Wintry day egg curry




Indian Egg Curry 
(serves 3-4)

-6 eggs
- 2 tbs. vegetable oil or ghee
- 1 tsp. black mustard seeds
- ½ tsp. fenugreek seeds
- 1 tsp. cumin seeds
- 1 large onion, chopped
- 4 garlic cloves, minced
- 1 tbs. fresh ginger, minced
- 1 14-oz can chopped tomatoes (I like the kind with green chilis for this)
- 1 tsp. garam masala
- 2 tsp. ground coriander
- ½ tsp. cayenne
- 1 tsp. ground turmeric
- 2 tbs. Greek yogurt
- salt
- cilantro leaves for garnish
  1. Hard boil the eggs, peel, cut in half, and set aside.
  2.  Heat the oil or ghee over medium heat. Add mustard seeds, fenugreek, and cumin. When mustard seeds start to pop, add the onion and cook till translucent.

Annotation dataset entries

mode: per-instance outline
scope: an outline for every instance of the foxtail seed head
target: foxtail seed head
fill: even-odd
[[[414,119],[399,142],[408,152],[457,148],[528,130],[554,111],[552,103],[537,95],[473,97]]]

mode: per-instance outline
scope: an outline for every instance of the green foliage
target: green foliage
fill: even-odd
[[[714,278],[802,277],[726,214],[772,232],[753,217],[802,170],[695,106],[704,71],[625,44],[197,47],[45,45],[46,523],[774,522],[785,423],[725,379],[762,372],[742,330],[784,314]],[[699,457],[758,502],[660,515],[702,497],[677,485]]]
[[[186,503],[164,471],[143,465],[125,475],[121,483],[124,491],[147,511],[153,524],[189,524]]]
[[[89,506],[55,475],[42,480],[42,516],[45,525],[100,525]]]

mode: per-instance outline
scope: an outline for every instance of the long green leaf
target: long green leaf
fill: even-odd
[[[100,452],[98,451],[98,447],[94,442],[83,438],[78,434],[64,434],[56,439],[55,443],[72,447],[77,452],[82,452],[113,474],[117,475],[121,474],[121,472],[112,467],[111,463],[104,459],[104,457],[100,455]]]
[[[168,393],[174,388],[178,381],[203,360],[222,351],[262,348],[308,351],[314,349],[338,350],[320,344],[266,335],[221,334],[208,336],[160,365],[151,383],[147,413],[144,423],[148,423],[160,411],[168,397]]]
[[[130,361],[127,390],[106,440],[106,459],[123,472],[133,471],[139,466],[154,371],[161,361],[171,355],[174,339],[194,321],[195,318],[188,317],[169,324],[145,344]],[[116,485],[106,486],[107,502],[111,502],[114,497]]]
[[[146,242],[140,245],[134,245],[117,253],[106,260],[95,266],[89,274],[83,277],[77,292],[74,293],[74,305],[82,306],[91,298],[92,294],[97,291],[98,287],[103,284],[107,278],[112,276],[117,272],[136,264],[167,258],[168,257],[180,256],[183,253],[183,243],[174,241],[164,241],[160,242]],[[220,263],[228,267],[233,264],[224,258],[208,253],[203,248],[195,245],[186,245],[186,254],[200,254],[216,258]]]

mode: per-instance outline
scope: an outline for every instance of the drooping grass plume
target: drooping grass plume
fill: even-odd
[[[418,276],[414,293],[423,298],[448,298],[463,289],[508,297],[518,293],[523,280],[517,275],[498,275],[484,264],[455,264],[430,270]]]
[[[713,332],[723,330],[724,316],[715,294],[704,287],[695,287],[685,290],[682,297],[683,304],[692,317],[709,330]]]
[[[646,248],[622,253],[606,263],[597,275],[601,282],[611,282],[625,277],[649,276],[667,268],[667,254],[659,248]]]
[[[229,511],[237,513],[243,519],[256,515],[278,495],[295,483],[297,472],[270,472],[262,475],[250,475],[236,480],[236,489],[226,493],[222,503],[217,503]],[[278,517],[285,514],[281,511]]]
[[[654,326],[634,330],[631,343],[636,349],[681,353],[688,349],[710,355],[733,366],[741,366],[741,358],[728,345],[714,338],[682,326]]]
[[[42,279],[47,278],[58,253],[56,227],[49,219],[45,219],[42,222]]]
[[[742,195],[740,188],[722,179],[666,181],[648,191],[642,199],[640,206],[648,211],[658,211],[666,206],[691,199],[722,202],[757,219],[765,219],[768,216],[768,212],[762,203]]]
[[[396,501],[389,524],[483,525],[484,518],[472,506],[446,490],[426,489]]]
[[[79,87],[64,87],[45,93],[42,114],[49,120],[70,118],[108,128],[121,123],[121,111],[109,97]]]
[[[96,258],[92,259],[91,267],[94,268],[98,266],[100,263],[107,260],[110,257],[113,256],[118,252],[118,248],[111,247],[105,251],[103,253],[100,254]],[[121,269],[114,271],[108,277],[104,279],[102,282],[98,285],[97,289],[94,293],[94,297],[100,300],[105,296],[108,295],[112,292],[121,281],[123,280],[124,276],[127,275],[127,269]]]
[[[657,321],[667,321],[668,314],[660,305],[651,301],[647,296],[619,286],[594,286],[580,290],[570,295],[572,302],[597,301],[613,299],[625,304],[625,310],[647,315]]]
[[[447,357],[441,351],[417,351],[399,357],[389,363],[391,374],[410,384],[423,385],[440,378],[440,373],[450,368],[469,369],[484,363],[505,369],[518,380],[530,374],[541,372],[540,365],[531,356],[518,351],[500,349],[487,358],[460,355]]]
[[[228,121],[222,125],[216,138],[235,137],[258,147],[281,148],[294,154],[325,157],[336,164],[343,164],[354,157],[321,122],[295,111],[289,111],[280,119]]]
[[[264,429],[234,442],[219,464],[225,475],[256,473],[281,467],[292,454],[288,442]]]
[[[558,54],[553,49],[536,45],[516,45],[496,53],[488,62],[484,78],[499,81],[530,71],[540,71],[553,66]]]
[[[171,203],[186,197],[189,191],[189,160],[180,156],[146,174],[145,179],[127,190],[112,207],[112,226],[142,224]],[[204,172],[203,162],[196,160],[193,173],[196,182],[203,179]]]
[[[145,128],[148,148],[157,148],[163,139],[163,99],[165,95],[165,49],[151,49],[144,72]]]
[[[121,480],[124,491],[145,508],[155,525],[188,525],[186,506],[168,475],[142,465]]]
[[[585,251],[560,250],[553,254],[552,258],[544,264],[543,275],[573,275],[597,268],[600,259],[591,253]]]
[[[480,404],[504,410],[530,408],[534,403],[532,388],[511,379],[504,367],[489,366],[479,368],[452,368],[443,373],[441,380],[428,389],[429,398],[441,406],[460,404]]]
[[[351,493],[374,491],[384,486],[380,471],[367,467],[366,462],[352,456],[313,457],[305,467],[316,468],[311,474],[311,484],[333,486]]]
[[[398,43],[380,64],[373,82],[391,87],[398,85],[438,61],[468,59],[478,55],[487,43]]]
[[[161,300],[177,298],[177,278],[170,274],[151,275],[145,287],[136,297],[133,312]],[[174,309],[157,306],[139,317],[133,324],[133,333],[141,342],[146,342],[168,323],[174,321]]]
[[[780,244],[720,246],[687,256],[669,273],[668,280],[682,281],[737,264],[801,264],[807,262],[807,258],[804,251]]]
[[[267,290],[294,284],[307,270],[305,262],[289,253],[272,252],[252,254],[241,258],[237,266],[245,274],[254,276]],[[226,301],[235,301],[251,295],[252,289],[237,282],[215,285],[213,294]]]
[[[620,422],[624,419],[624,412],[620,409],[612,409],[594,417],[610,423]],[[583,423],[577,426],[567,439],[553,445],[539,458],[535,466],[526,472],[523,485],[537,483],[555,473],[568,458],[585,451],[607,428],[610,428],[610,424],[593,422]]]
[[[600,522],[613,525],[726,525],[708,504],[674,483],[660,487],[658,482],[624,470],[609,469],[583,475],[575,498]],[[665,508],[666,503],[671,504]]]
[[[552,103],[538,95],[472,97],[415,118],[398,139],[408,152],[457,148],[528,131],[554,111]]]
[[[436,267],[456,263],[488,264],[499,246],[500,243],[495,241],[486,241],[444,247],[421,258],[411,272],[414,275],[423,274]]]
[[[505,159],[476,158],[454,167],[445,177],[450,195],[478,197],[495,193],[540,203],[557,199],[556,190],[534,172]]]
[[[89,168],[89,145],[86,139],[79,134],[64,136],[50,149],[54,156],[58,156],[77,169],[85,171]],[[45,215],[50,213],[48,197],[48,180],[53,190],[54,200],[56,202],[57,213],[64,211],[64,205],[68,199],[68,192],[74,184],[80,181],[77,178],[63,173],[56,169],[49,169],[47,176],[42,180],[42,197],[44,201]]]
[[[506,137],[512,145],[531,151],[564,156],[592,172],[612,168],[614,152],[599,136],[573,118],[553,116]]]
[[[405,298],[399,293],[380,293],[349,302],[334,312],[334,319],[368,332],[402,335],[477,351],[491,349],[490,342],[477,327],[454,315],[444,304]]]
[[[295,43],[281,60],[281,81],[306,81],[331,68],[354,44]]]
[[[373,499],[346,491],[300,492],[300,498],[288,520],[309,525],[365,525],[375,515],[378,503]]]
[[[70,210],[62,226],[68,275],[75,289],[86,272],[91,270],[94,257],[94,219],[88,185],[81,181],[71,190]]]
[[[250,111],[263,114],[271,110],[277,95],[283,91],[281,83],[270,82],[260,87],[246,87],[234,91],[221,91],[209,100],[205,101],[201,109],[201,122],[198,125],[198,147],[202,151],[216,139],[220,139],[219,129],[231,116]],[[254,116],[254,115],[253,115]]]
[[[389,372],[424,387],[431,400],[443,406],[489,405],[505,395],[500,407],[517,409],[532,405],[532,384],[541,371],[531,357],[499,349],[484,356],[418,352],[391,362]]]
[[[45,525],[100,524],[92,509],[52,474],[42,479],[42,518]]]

- [Exercise goal]
In the egg curry recipe, what should be added once the mustard seeds start to pop? Please answer in one sentence.

- [Output of the task]
The onion should be added and cooked till translucent.